◆ **Written request**
Reproduce the rows below word for word, starting at the line that contains "find the distant" and stopping after the line that contains "[0, 205, 500, 265]".

^^^^^^^^

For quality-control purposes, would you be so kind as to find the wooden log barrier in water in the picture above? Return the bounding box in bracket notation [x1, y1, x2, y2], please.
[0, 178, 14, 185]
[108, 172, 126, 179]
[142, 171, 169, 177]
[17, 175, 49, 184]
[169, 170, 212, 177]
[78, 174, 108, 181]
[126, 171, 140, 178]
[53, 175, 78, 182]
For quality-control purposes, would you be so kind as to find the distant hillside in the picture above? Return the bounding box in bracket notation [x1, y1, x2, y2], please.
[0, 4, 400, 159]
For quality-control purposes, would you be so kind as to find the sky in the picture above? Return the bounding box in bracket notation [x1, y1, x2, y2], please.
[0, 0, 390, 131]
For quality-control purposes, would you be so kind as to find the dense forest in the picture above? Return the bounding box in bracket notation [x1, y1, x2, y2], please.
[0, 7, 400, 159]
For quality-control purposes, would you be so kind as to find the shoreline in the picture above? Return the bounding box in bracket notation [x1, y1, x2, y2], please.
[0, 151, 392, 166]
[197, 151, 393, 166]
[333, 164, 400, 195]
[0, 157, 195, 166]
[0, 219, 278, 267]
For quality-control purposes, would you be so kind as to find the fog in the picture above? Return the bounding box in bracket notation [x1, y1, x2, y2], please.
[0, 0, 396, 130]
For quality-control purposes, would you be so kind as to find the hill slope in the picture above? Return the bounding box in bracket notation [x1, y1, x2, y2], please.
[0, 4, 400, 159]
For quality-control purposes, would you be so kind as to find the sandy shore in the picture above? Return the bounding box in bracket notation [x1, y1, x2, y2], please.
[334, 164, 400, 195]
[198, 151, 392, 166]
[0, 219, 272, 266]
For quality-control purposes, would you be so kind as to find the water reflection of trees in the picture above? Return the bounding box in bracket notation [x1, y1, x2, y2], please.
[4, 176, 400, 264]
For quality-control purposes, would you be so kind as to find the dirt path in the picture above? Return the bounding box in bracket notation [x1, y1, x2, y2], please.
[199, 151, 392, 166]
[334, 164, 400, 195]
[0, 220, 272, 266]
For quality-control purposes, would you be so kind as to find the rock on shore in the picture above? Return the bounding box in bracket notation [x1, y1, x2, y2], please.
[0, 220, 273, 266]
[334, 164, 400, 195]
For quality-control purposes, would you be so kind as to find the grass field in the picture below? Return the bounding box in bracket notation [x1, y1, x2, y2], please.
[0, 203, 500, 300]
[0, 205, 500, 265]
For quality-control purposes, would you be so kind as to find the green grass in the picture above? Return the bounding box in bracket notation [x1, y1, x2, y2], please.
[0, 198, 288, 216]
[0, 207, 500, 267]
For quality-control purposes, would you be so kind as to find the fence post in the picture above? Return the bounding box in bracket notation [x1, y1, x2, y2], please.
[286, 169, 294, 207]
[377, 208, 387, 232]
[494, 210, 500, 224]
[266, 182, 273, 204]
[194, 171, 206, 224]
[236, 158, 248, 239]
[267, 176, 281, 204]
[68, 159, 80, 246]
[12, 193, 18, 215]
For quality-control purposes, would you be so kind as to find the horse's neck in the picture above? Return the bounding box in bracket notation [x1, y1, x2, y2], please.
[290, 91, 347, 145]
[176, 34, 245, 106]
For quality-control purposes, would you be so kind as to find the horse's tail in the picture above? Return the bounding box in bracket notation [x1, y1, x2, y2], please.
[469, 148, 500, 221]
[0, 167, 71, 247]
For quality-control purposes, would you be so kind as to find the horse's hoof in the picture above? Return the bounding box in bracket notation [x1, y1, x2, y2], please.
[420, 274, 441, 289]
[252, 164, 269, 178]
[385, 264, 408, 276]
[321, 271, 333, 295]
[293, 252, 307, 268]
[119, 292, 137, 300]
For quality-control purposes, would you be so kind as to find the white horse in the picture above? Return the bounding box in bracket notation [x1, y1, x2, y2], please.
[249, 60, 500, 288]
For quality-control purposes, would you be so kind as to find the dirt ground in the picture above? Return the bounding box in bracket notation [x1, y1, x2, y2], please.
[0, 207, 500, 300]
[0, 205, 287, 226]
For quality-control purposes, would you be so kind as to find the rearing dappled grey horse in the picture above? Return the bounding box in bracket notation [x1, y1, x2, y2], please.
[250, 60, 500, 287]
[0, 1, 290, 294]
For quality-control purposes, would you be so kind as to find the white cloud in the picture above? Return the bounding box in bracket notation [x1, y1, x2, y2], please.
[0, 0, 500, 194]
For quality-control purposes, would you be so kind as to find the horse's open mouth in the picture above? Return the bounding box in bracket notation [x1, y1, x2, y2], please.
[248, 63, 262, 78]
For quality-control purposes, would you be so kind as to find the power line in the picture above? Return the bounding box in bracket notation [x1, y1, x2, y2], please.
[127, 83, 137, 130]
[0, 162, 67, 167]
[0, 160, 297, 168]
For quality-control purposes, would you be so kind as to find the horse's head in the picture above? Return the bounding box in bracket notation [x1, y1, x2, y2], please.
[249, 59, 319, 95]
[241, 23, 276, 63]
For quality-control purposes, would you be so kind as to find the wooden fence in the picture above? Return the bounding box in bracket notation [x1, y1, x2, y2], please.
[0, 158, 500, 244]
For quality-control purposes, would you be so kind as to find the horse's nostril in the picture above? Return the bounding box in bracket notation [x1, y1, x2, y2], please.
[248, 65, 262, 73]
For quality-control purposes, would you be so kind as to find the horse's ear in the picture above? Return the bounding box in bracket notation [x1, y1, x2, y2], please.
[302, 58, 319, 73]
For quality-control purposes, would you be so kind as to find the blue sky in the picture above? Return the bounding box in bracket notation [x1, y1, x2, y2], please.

^^^^^^^^

◆ **Answer below**
For quality-control purposes, would you be so kind as to find the distant hillside in the picture above? Return the bounding box in bracket notation [x1, y1, x2, y2], please.
[0, 4, 400, 159]
For quality-control purposes, would you be so kind as to find the sky in the picture above? Return the bounding box in bracket notation [x1, y1, x2, y2], please.
[0, 0, 390, 131]
For quality-control purposes, would you be so kind as to find the dense forest in the picture above? Return the bounding box in bracket notation [x1, y1, x2, y2], please.
[0, 7, 400, 159]
For quality-control purposes, would you be so kind as to find the shoreline in the picture above? Return the bounding box in bracket notation [x1, y1, x2, y2], please.
[0, 151, 392, 166]
[197, 151, 393, 166]
[333, 164, 400, 195]
[0, 157, 195, 166]
[0, 219, 278, 267]
For quality-control purposes, would you be so kind as to find the fog in the picture above? Return the bounding box in bracket notation [x1, y1, x2, y2], please.
[0, 0, 396, 130]
For quality-control purposes, would you be so kind as to find the hill slope in the picture above? Return the bounding box in bracket notation [x1, y1, x2, y2], please.
[0, 4, 400, 159]
For quality-control purposes, would you be so kind as to find the sandy shore in the picture above? Return the bounding box in bracket notation [x1, y1, x2, y2], please.
[334, 164, 400, 195]
[198, 151, 392, 166]
[0, 219, 272, 266]
For quality-control purposes, would you be so kind as to find the water reflection of trees in the picture above? Return the bounding box in bracket notation [x1, y1, x2, y2], please.
[4, 176, 400, 264]
For quality-control purposes, would you be so kind as to find the dirt path in the picture above? Return the bounding box in bracket notation [x1, y1, x2, y2], please.
[199, 151, 392, 166]
[334, 164, 400, 195]
[0, 220, 272, 266]
For quality-control purposes, would you be so kind as to find the rock on shore in the picture above? Return the bounding box in bracket notation [x1, y1, x2, y2], please.
[0, 220, 273, 266]
[334, 164, 400, 195]
For quality-control purposes, would you be so kind as to find the grass field in the picture below? Return the bounding box in bracket notation [x1, y1, x2, y2], please.
[0, 203, 500, 300]
[0, 205, 500, 265]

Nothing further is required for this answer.